- _Directions_:
The stretch from the line with "Target: railing post" through the line with "Task: where can the wooden dining" in the records below: write it out exactly, and nothing else.
── Listed records
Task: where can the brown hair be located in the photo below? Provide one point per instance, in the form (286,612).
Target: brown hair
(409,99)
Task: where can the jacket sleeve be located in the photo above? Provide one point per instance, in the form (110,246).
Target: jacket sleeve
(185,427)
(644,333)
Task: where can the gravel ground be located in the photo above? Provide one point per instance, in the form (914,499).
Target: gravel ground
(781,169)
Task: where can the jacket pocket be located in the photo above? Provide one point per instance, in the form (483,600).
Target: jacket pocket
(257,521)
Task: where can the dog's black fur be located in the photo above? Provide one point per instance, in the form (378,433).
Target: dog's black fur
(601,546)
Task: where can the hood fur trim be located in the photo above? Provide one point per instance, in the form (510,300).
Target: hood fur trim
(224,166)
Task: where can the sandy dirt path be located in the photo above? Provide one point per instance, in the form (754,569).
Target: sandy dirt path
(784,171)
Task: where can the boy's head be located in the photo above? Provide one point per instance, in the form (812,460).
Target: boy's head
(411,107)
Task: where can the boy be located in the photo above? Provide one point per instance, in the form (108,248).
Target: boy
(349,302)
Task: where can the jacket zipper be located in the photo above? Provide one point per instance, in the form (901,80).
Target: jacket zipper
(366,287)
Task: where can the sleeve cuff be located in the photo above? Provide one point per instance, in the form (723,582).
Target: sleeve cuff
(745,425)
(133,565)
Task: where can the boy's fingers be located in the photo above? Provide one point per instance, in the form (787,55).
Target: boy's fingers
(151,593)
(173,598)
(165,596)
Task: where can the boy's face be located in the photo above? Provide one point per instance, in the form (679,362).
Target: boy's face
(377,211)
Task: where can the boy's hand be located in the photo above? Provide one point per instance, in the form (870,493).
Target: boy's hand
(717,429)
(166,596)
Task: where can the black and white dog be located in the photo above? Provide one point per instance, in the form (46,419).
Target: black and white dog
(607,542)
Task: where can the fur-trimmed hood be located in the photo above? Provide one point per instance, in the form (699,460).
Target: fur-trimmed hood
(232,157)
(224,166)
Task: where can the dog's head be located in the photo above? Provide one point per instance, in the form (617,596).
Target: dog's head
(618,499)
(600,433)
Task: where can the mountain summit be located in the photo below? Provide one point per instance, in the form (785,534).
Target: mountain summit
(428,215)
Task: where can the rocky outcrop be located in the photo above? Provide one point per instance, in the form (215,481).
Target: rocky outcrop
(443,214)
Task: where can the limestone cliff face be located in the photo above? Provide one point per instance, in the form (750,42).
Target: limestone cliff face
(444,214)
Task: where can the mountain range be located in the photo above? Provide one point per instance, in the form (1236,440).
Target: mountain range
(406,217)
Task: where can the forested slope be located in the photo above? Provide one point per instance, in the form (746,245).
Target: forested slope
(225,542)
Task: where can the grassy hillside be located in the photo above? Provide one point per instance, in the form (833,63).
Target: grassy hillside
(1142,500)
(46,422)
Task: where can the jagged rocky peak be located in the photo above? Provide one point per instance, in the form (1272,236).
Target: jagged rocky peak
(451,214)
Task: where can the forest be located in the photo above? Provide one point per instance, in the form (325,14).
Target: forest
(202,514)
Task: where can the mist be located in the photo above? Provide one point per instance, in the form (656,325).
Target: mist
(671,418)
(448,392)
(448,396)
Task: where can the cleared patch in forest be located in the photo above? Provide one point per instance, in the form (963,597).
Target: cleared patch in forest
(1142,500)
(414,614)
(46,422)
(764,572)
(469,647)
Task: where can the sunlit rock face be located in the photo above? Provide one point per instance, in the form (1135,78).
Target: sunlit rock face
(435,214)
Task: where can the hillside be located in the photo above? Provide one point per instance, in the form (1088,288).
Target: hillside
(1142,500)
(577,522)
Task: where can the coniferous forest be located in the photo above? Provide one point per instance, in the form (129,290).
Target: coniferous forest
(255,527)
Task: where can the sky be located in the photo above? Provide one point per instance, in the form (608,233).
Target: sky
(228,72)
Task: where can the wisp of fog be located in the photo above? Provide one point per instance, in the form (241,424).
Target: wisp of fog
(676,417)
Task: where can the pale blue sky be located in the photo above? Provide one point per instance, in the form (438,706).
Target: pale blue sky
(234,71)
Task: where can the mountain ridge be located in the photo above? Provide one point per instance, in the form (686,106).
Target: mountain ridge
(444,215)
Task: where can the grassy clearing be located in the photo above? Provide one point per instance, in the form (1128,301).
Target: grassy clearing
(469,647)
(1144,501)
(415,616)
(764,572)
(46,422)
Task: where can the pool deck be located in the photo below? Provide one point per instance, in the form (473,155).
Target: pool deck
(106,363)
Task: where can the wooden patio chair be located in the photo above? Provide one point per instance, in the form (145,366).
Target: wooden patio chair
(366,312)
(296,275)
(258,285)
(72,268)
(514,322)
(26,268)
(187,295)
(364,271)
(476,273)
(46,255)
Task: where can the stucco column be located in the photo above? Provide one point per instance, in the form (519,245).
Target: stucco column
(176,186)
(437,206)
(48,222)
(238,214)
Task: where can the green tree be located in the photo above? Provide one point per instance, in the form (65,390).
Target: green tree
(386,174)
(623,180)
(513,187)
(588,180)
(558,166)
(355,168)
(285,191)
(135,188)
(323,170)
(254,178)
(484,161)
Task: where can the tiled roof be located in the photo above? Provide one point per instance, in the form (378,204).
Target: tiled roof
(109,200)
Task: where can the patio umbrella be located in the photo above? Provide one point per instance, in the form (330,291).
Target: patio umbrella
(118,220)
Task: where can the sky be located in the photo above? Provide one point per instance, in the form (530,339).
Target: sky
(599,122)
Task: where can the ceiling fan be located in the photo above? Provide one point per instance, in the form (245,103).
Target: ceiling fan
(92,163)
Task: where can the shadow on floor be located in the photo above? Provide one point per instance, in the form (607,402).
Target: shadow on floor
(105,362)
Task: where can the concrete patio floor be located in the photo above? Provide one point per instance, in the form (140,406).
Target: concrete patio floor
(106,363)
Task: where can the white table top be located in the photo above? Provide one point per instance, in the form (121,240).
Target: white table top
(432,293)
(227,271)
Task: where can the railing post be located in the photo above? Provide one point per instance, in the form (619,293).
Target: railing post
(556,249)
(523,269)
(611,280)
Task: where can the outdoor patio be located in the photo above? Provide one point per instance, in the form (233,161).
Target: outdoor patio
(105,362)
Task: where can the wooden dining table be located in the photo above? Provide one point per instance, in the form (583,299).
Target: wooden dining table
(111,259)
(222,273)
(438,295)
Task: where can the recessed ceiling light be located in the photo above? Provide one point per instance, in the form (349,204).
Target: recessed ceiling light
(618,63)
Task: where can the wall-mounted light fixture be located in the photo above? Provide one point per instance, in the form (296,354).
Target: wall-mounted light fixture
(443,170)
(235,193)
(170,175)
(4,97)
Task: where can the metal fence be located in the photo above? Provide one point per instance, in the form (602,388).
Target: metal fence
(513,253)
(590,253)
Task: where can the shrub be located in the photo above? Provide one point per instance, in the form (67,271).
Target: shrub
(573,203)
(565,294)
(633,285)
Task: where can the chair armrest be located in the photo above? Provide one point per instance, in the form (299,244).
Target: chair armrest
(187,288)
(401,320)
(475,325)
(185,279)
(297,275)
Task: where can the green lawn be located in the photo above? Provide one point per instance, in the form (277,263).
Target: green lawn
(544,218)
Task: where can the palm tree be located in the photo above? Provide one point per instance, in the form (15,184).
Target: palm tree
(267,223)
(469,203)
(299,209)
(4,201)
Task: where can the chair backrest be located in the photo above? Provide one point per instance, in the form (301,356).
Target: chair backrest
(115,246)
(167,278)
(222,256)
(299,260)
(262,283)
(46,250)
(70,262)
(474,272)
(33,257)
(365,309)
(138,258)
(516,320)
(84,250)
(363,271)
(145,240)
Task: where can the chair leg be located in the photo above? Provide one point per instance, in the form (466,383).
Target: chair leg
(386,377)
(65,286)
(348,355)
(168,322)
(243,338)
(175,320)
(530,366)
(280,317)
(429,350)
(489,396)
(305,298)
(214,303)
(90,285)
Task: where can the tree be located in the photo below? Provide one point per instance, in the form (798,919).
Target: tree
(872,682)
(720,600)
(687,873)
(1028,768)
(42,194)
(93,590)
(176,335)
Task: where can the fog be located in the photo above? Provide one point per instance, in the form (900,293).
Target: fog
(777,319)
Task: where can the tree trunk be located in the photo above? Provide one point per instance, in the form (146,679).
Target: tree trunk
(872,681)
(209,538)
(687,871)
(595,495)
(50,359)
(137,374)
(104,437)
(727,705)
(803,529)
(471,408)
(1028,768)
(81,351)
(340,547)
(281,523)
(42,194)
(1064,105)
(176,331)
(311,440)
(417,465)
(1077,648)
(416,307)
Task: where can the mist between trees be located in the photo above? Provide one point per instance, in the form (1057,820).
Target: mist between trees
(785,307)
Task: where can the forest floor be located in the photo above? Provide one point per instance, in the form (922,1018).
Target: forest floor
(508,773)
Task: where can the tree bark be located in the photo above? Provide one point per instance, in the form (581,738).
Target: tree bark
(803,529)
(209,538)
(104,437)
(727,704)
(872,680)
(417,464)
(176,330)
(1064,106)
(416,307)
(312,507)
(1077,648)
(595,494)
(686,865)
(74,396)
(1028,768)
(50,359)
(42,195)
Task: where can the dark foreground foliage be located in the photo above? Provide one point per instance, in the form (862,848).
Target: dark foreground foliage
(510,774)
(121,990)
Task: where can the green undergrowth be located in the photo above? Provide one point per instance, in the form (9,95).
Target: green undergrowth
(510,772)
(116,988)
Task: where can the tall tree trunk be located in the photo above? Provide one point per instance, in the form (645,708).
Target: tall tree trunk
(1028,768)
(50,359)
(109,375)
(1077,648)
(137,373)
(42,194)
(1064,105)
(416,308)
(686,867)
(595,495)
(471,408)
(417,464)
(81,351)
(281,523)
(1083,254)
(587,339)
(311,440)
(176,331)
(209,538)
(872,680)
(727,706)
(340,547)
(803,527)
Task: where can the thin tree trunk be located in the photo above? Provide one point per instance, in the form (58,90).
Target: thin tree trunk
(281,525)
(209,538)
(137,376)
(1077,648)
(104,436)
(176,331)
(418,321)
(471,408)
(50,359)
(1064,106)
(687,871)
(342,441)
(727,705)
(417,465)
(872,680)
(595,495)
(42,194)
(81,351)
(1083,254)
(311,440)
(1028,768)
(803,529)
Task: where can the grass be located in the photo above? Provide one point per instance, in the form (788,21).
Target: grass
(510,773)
────
- _Exercise answer_:
Target: railing post
(556,249)
(523,269)
(611,280)
Task: where can the outdoor patio be located in the photo above? Provide one point per instance, in the form (233,161).
Target: outdoor patio
(105,362)
Task: where can the wooden dining table be located in the photo above? Provide one point per instance, in the form (583,299).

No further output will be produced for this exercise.